[Rekordy ze zbioru danych]
------------------------------------------------------------
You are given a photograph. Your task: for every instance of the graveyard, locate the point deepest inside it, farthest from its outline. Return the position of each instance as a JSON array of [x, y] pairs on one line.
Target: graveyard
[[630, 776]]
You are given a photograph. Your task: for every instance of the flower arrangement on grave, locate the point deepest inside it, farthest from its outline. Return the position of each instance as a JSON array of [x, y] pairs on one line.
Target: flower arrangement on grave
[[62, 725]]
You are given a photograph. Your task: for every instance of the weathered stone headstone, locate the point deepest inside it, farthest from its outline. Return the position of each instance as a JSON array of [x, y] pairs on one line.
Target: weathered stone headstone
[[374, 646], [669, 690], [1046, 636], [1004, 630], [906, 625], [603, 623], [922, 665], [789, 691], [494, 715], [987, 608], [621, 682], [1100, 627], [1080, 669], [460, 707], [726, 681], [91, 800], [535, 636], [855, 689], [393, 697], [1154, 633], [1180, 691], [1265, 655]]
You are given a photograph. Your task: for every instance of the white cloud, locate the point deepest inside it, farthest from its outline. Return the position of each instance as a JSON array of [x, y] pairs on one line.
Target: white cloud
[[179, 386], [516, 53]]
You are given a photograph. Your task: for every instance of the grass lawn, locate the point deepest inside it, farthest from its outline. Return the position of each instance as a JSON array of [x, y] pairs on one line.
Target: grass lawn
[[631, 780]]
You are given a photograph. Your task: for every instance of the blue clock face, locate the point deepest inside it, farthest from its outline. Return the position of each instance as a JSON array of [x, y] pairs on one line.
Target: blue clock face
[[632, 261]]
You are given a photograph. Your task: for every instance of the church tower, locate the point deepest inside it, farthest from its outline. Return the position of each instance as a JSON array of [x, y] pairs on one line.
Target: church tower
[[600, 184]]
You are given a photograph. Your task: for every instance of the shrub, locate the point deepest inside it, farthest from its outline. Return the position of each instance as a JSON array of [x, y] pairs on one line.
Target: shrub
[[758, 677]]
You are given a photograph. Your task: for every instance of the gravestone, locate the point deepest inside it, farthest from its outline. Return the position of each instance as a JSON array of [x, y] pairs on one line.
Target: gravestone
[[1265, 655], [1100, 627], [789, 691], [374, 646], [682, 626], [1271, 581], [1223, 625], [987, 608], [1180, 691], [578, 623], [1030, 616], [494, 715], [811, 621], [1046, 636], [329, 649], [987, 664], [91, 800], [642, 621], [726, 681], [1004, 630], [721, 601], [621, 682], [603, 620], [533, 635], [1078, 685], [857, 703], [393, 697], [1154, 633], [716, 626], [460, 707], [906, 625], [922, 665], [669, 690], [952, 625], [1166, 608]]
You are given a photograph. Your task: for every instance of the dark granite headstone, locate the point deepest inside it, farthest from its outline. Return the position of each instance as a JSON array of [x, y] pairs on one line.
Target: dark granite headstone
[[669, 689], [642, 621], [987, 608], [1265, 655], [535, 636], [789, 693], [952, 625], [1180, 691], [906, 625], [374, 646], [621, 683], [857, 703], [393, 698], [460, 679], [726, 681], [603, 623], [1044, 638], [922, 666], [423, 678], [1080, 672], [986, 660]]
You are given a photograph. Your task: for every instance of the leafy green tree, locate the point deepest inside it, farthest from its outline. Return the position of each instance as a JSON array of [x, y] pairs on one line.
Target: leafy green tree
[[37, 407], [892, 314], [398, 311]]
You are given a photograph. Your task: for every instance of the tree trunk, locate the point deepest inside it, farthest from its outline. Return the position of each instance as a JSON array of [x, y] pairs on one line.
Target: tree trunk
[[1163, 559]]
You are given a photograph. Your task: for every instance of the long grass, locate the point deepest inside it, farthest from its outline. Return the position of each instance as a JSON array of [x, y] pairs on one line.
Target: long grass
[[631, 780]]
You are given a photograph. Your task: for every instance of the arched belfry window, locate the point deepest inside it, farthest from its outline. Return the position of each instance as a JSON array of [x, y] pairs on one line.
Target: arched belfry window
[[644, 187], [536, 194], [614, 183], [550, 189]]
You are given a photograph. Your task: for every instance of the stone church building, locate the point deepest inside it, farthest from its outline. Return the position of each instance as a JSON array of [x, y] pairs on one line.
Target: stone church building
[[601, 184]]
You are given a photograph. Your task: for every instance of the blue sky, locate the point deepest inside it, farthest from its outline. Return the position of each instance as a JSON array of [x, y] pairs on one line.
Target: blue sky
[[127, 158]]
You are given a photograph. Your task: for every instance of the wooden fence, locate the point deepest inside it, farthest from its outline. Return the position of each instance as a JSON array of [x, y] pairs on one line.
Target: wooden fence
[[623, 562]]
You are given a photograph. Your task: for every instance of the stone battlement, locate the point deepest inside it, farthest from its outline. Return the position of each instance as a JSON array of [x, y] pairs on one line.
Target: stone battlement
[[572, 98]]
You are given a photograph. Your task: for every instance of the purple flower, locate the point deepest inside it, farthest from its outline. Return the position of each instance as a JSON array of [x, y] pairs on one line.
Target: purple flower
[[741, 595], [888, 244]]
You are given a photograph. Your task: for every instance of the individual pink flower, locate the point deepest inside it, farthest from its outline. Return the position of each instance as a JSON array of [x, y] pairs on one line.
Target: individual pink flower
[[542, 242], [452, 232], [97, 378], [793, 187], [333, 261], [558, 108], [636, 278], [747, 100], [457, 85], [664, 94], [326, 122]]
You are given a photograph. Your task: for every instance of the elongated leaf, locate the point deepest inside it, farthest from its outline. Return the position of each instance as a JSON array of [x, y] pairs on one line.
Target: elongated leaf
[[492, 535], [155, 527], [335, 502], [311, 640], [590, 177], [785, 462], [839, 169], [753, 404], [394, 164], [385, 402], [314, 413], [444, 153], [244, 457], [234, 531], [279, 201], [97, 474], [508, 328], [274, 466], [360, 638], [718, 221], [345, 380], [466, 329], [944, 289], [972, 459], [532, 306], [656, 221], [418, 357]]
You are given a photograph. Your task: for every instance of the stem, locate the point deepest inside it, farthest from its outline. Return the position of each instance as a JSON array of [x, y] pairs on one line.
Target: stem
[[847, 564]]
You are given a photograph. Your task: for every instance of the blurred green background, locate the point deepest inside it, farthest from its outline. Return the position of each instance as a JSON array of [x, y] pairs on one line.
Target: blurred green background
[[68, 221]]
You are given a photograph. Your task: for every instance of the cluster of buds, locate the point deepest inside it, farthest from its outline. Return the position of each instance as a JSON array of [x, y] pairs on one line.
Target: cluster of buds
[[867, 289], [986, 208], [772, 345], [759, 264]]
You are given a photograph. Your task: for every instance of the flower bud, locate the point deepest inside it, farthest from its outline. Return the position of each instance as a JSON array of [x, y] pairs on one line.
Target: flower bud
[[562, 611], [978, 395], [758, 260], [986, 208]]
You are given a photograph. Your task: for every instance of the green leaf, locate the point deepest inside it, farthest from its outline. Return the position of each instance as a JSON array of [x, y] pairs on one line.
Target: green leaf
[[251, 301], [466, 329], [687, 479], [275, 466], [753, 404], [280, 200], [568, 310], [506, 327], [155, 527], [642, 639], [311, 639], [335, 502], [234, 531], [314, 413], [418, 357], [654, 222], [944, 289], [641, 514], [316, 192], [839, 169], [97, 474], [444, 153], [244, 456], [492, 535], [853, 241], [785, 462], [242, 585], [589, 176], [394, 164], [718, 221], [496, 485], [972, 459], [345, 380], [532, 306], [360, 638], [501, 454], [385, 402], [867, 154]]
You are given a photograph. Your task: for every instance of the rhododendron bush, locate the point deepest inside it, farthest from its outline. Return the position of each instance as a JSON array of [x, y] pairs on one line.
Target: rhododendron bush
------------------------------------------------------------
Ułóż jako CSV z dwiema kolumnami, tekst i odpowiedź, rekordy od linii zawierającej „of the elongated” aż do linii zawierającej „[[867, 289], [986, 208], [772, 345], [759, 264]]”, obie włącznie. Daj po jednym wierszu na rekord, każdą wartość w jednym polu w cudzysłowie, a podziały linii zamień na spacje.

◆ **OCZEKIWANA ODPOWIEDŹ**:
tekst,odpowiedź
"You are given a photograph. Your task: for every instance of the elongated leaf, locate the point deepest inside it, farthest from its outline. Return the position of each instance as a JSON array of [x, y] pairs on one line. Target: elongated leaf","[[492, 535], [155, 527], [335, 502], [311, 640], [590, 177], [785, 462], [839, 169], [753, 404], [394, 164], [385, 402], [314, 413], [444, 153], [244, 457], [234, 531], [279, 201], [97, 474], [508, 328], [274, 466], [360, 638], [718, 221], [345, 380], [466, 329], [944, 289], [972, 459], [532, 306], [656, 221], [418, 357]]"
"You are given a photograph. Your task: for every instance of the stem, locate the point deepest inside it, farthest from its outline. Return the position of each instance as a JSON array of [x, y] pairs on one line. Target: stem","[[847, 564]]"
"You are given a photograph. Your task: for every instance of the blurred green background, locate the point deepest inside it, farthest from its outline. Return the position of each instance as a JSON array of [x, y] pairs on one line. Target: blurred green background","[[68, 221]]"
"You are given a photograph. Your task: for every instance of the cluster of buds, locate the point deepest inside it, farthest from its outline. Return the position of each instance as a JSON array of [x, y] pairs on one line. Target: cluster of buds","[[867, 289], [986, 208], [772, 345], [759, 264]]"